## start
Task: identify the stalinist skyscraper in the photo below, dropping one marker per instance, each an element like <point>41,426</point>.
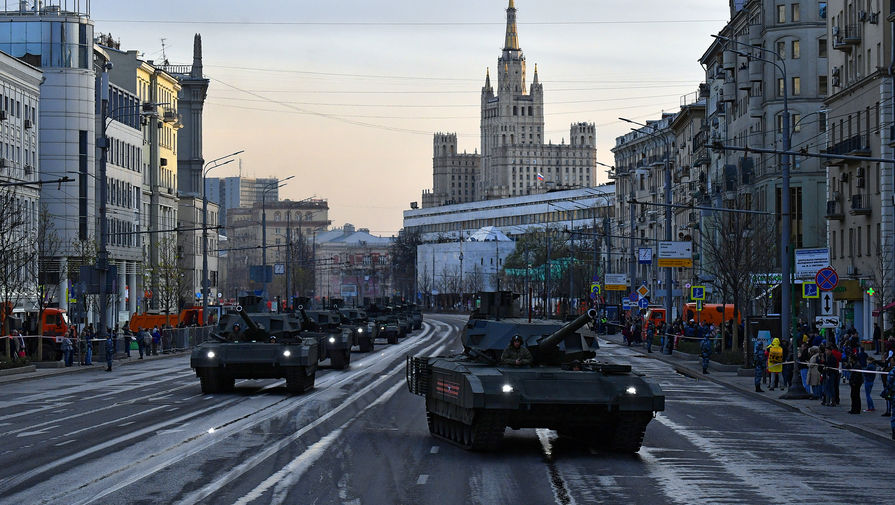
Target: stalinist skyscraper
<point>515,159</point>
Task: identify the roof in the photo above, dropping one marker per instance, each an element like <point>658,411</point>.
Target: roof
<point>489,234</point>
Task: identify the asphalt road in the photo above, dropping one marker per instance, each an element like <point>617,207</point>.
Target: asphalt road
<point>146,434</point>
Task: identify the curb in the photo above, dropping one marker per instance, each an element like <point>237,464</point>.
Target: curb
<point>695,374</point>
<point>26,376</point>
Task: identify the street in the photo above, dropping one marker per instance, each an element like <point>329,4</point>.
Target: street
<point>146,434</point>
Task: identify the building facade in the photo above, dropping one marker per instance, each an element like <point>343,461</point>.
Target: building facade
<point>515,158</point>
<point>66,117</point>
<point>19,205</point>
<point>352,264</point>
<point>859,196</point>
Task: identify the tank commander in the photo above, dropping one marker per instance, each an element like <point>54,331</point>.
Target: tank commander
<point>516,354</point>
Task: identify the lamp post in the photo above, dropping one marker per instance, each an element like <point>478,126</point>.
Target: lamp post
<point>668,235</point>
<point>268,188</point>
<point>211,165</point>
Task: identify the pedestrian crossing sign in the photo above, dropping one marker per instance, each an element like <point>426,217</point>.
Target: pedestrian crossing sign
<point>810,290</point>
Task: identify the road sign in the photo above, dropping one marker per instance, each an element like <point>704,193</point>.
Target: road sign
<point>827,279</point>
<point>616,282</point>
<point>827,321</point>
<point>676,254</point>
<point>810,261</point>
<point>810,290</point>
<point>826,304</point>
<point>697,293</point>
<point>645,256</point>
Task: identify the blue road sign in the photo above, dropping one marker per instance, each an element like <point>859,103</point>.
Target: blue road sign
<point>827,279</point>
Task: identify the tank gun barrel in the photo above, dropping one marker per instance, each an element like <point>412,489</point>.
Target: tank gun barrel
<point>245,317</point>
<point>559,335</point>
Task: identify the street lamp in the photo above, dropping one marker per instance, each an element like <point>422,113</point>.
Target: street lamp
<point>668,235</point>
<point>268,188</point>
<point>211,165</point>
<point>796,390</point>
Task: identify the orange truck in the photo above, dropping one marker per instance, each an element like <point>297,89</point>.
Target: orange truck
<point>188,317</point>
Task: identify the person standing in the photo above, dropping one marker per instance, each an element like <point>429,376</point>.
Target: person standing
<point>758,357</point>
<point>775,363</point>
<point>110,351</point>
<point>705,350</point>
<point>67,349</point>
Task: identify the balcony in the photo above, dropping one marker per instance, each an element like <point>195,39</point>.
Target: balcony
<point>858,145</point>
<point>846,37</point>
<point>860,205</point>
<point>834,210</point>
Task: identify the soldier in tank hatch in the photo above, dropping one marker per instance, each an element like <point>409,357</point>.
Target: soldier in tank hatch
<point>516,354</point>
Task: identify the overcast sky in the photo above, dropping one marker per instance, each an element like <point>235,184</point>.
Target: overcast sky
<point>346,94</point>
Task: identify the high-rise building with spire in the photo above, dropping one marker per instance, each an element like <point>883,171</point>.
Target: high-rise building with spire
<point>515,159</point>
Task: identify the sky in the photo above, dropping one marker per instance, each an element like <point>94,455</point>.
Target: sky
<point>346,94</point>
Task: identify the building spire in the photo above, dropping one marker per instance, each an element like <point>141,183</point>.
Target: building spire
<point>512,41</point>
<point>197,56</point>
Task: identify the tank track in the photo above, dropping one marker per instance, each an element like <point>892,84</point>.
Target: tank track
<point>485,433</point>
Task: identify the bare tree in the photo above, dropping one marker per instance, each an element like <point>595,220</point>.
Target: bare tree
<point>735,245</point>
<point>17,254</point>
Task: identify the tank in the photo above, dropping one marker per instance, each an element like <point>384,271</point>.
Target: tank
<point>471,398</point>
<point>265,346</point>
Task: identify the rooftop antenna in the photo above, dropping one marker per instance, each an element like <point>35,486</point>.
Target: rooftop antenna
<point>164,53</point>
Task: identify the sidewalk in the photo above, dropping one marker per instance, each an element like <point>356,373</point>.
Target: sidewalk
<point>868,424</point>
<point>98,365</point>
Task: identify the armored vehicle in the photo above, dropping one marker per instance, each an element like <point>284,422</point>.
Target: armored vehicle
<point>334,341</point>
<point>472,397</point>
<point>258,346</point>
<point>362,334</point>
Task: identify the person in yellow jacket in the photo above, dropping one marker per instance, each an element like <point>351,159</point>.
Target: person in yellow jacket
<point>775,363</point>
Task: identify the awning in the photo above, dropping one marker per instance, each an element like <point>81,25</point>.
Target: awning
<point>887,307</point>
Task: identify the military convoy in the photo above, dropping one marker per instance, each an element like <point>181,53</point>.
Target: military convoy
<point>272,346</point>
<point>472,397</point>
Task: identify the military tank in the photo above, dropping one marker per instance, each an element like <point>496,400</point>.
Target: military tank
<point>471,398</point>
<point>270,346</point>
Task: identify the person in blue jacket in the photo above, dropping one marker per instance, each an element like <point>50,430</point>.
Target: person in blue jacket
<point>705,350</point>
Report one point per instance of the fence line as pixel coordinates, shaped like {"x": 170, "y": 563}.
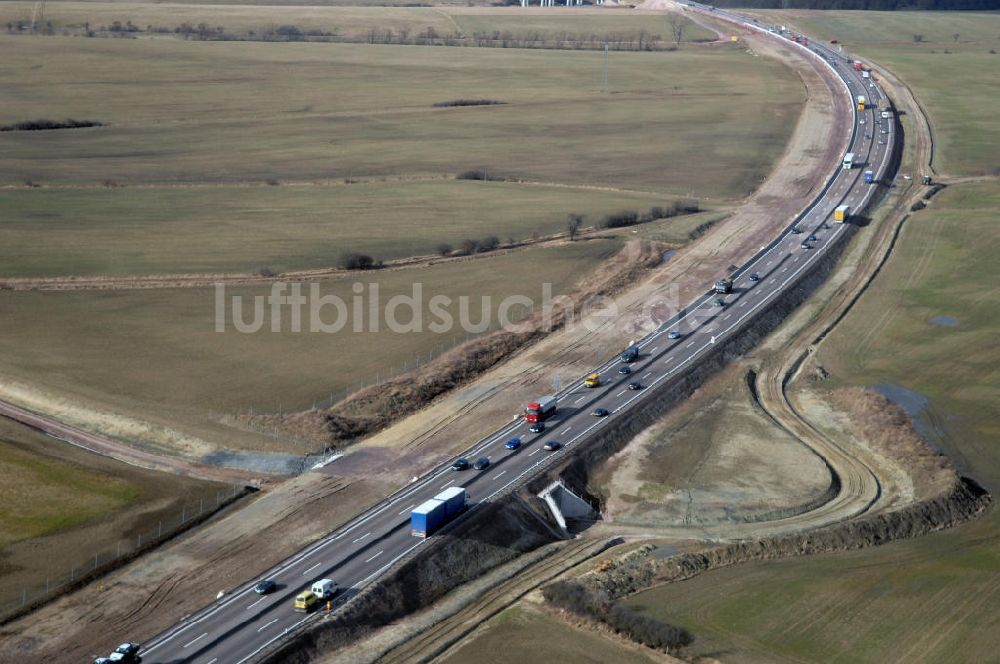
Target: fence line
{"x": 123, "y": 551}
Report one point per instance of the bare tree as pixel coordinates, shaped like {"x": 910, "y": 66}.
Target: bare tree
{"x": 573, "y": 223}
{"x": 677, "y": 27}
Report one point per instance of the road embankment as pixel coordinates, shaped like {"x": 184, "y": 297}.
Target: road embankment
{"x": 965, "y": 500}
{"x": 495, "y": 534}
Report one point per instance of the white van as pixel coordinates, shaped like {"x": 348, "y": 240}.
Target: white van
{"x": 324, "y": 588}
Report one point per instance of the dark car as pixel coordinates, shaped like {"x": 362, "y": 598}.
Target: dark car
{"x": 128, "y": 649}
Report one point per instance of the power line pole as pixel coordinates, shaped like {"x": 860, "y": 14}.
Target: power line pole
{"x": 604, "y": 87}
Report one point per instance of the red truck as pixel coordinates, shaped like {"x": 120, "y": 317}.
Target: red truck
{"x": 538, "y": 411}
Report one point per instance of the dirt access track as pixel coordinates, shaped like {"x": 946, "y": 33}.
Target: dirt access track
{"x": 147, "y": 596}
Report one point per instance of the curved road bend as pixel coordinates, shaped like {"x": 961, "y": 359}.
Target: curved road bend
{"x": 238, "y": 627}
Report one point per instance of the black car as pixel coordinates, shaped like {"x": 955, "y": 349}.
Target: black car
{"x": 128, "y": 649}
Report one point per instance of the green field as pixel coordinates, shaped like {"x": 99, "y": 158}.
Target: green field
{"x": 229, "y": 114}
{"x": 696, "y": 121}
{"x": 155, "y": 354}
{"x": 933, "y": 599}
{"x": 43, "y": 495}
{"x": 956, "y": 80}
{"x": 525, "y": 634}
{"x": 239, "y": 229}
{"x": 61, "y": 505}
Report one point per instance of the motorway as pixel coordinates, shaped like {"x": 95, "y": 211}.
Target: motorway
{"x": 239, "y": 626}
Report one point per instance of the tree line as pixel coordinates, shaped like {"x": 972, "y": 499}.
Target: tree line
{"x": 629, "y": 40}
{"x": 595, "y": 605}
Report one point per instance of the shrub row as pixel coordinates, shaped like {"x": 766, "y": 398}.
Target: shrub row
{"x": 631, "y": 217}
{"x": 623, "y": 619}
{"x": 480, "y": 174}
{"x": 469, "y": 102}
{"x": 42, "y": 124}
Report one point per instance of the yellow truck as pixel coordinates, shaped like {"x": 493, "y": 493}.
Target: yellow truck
## end
[Short problem] Convert the whole listing above into a numbered list with one item per line. Skip any blank lines and omit the pictures.

[Reply to the exercise]
1. Task: identify the stalinist skyscraper in the photo below, dropping one marker per instance, each an element like <point>41,426</point>.
2. Target: stalinist skyscraper
3. <point>515,159</point>
4. Task: identify the roof in the photo above, dropping one marker per instance, each an element like <point>658,411</point>.
5. Target: roof
6. <point>489,234</point>
7. Task: identify the asphalt road in the photo above, dropping one marker per instance, each an element like <point>617,207</point>.
8. Target: asphalt road
9. <point>146,434</point>
10. Task: identify the curb in the photo above, dropping one marker per instance, each an element like <point>237,464</point>.
11. Target: curb
12. <point>695,374</point>
13. <point>26,376</point>
14. Task: identify the street in the photo above, dropping one marker per instance, each an element like <point>329,4</point>.
15. Target: street
16. <point>146,434</point>
17. Task: identify the building facade in the photo above, dropping one marker per instance, each an element like <point>343,461</point>.
18. Target: building facade
19. <point>515,158</point>
20. <point>66,117</point>
21. <point>19,205</point>
22. <point>352,264</point>
23. <point>859,196</point>
24. Task: identify the tank commander in the photo above, dropping one marker per instance, each an element like <point>54,331</point>.
25. Target: tank commander
26. <point>516,354</point>
27. Task: identify the lamp post in the photo above, dropping one marker per instance, each an element like <point>478,126</point>.
28. Target: lamp post
29. <point>668,235</point>
30. <point>268,188</point>
31. <point>211,165</point>
32. Task: identify the pedestrian crossing sign in the photo above, dropping one marker per instance, each an element like <point>426,217</point>.
33. Target: pedestrian crossing sign
34. <point>810,290</point>
35. Task: identify the road sign in the photo above, dropping one marker per instance, each an element like <point>704,193</point>.
36. Target: road sign
37. <point>827,279</point>
38. <point>616,282</point>
39. <point>827,321</point>
40. <point>676,254</point>
41. <point>810,261</point>
42. <point>810,290</point>
43. <point>826,304</point>
44. <point>697,293</point>
45. <point>645,256</point>
46. Task: identify the blue road sign in the photo above, dropping one marker per instance, each an element like <point>859,103</point>.
47. Target: blue road sign
48. <point>827,279</point>
49. Task: identify the tank gun barrel in the photo above, dropping one marker per instance, each an element like <point>412,489</point>.
50. Target: tank gun barrel
51. <point>245,317</point>
52. <point>559,335</point>
53. Task: identify the street lamp in the photo above, dropping one marker per instance, each an element like <point>422,113</point>.
54. Target: street lamp
55. <point>668,235</point>
56. <point>268,188</point>
57. <point>211,165</point>
58. <point>796,390</point>
59. Task: identify the orange truck in the photo above, dropping one marker per instance, each an element like <point>297,89</point>.
60. Target: orange truck
61. <point>188,317</point>
62. Task: identify the person standing in the photo above, dropping one marker per instance, each an element like <point>429,376</point>.
63. Target: person standing
64. <point>758,357</point>
65. <point>775,363</point>
66. <point>110,351</point>
67. <point>705,350</point>
68. <point>67,349</point>
69. Task: identify the balcony in the photo above, dropping one marker per instance, each an element like <point>195,39</point>.
70. Target: balcony
71. <point>858,145</point>
72. <point>846,37</point>
73. <point>860,205</point>
74. <point>834,210</point>
75. Task: identify the soldier in tank hatch in the photo above, dropping one marker per instance, each an element like <point>409,357</point>.
76. Target: soldier in tank hatch
77. <point>516,354</point>
78. Task: identify the overcast sky in the photo above, dropping one marker per instance, each an element like <point>235,184</point>.
79. Target: overcast sky
80. <point>346,94</point>
81. Task: identify the high-rise building with spire in the photo above, dropping one marker per instance, each an element like <point>883,171</point>.
82. Target: high-rise building with spire
83. <point>515,159</point>
84. Task: identify the sky in the photo above, dropping one marker per instance, each an element like <point>94,455</point>.
85. Target: sky
86. <point>346,94</point>
87. Task: identify the building spire in the photo above, dropping one marker per instance, each an element like <point>141,183</point>.
88. Target: building spire
89. <point>512,41</point>
90. <point>197,56</point>
91. Task: identify the tank track in the photo above, dropping one marker per instance, each an element like <point>892,84</point>.
92. Target: tank track
93. <point>485,433</point>
94. Task: identify the bare tree in the photo above, dropping one marker per instance, each an element like <point>595,220</point>.
95. Target: bare tree
96. <point>735,245</point>
97. <point>17,254</point>
98. Task: identify the tank in the photo above, dropping one marker per instance, each an element like <point>384,271</point>.
99. Target: tank
100. <point>471,398</point>
101. <point>265,346</point>
102. Task: identify the rooftop antenna in the photo above, dropping one marker per instance, each an element like <point>35,486</point>.
103. Target: rooftop antenna
104. <point>164,53</point>
105. Task: identify the sidewalk in the photo above, dropping one marker per instance, each an element like <point>356,373</point>.
106. Target: sidewalk
107. <point>868,424</point>
108. <point>98,365</point>
109. Task: identify the armored vehicle in the photo above, dropping one marker per instance, each an element like <point>284,422</point>.
110. Target: armored vehicle
111. <point>334,341</point>
112. <point>472,397</point>
113. <point>258,346</point>
114. <point>362,334</point>
115. Task: identify the person in yellow jacket in the photo above, dropping one marker per instance, each an element like <point>351,159</point>.
116. Target: person in yellow jacket
117. <point>775,363</point>
118. Task: identify the awning in the photo above, dropping one marker per instance, each an element like <point>81,25</point>.
119. Target: awning
120. <point>887,307</point>
121. Task: identify the military convoy in the photo above, dropping one marker per instance, each an element like <point>181,53</point>.
122. Target: military convoy
123. <point>272,346</point>
124. <point>472,397</point>
125. Task: identify the military tank in the photo above, dropping one marker per instance, each an element like <point>496,400</point>.
126. Target: military tank
127. <point>471,398</point>
128. <point>270,346</point>
129. Task: identify the person in blue jacket in the photo above, dropping one marker per instance, each an element like <point>50,430</point>.
130. Target: person in blue jacket
131. <point>705,350</point>
132. Report one point per instance of the fence line as pixel coordinates, shaped like {"x": 170, "y": 563}.
133. Target: fence line
134. {"x": 123, "y": 551}
135. Report one point per instance of the bare tree as pixel coordinates, shaped like {"x": 910, "y": 66}.
136. Target: bare tree
137. {"x": 573, "y": 223}
138. {"x": 677, "y": 27}
139. Report one point per instance of the road embankment as pixel coordinates, shaped like {"x": 184, "y": 297}.
140. Target: road embankment
141. {"x": 965, "y": 500}
142. {"x": 495, "y": 534}
143. Report one point per instance of the white van as pixel coordinates, shaped like {"x": 348, "y": 240}.
144. Target: white van
145. {"x": 324, "y": 588}
146. Report one point per instance of the dark car as pixel coordinates, shaped like {"x": 362, "y": 598}.
147. Target: dark car
148. {"x": 128, "y": 649}
149. Report one point per instance of the power line pole as pixel coordinates, shaped like {"x": 860, "y": 14}.
150. Target: power line pole
151. {"x": 604, "y": 87}
152. Report one point per instance of the red truck as pixel coordinates, shaped like {"x": 120, "y": 317}.
153. Target: red truck
154. {"x": 538, "y": 411}
155. Report one point per instance of the dirt access track as pixel coordinates, shaped like {"x": 946, "y": 33}.
156. Target: dirt access track
157. {"x": 147, "y": 596}
158. Report one point per instance of the curved road bend as pixel coordinates, shaped like {"x": 961, "y": 359}.
159. Target: curved road bend
160. {"x": 238, "y": 627}
161. Report one point per instance of the black car as pixel coordinates, shaped like {"x": 955, "y": 349}.
162. Target: black car
163. {"x": 128, "y": 649}
164. Report one point per instance of the green field as pixel coordinates, shaped like {"x": 99, "y": 158}.
165. Target: green field
166. {"x": 229, "y": 114}
167. {"x": 696, "y": 121}
168. {"x": 155, "y": 354}
169. {"x": 933, "y": 599}
170. {"x": 43, "y": 495}
171. {"x": 956, "y": 80}
172. {"x": 525, "y": 634}
173. {"x": 239, "y": 229}
174. {"x": 61, "y": 505}
175. Report one point per instance of the motorway as pixel coordinates, shaped like {"x": 95, "y": 211}.
176. Target: motorway
177. {"x": 239, "y": 626}
178. Report one point per instance of the tree line as pixel coordinates, shaped like {"x": 972, "y": 499}.
179. Target: tree line
180. {"x": 629, "y": 40}
181. {"x": 595, "y": 605}
182. Report one point per instance of the shrub row as pixel coordinates, shaped like {"x": 766, "y": 398}.
183. Target: shrub row
184. {"x": 631, "y": 217}
185. {"x": 623, "y": 619}
186. {"x": 480, "y": 174}
187. {"x": 469, "y": 102}
188. {"x": 42, "y": 124}
189. Report one point per instance of the yellow truck as pixel coordinates, shaped like {"x": 493, "y": 493}.
190. Target: yellow truck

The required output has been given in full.